Source extract:
Although the document intentionally avoids "how-to-forge" discussions,
some of the information contained in it might
be turned to that purpose by a sufficiently determined
mind. The author explicitly does not endorse malicious
or deceptive falsification of email, of course,
and any use for such purposes of the information
contained in this document is contrary to its
purpose.
Because of the nature of the examples in this
document, there are several fictitious domain
names with associated IP (Internet Protocol) addresses.
The chance that some of these domain names may
be used at some future time is, inevitably, nonzero.
Similarly, all IP addresses used in the examples
are unidentified at this writing, but they will
undoubtedly be assigned someday. Naturally, nothing
in this document is intended to reflect in any
way on future users of these domain names or IP
addresses.
Where Email Comes From
This section consists of a brief analysis of
the life of a piece of email. This background
material is important for understanding what the
headers are telling you.

Information supplied:
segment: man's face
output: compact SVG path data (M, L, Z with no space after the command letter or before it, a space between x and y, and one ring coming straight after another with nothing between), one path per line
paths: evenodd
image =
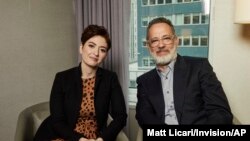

Problem: Quote the email header passage above in full, word for word.

Right answer:
Although the document intentionally avoids "how-to-forge" discussions,
some of the information contained in it might
be turned to that purpose by a sufficiently determined
mind. The author explicitly does not endorse malicious
or deceptive falsification of email, of course,
and any use for such purposes of the information
contained in this document is contrary to its
purpose.
Because of the nature of the examples in this
document, there are several fictitious domain
names with associated IP (Internet Protocol) addresses.
The chance that some of these domain names may
be used at some future time is, inevitably, nonzero.
Similarly, all IP addresses used in the examples
are unidentified at this writing, but they will
undoubtedly be assigned someday. Naturally, nothing
in this document is intended to reflect in any
way on future users of these domain names or IP
addresses.
Where Email Comes From
This section consists of a brief analysis of
the life of a piece of email. This background
material is important for understanding what the
headers are telling you.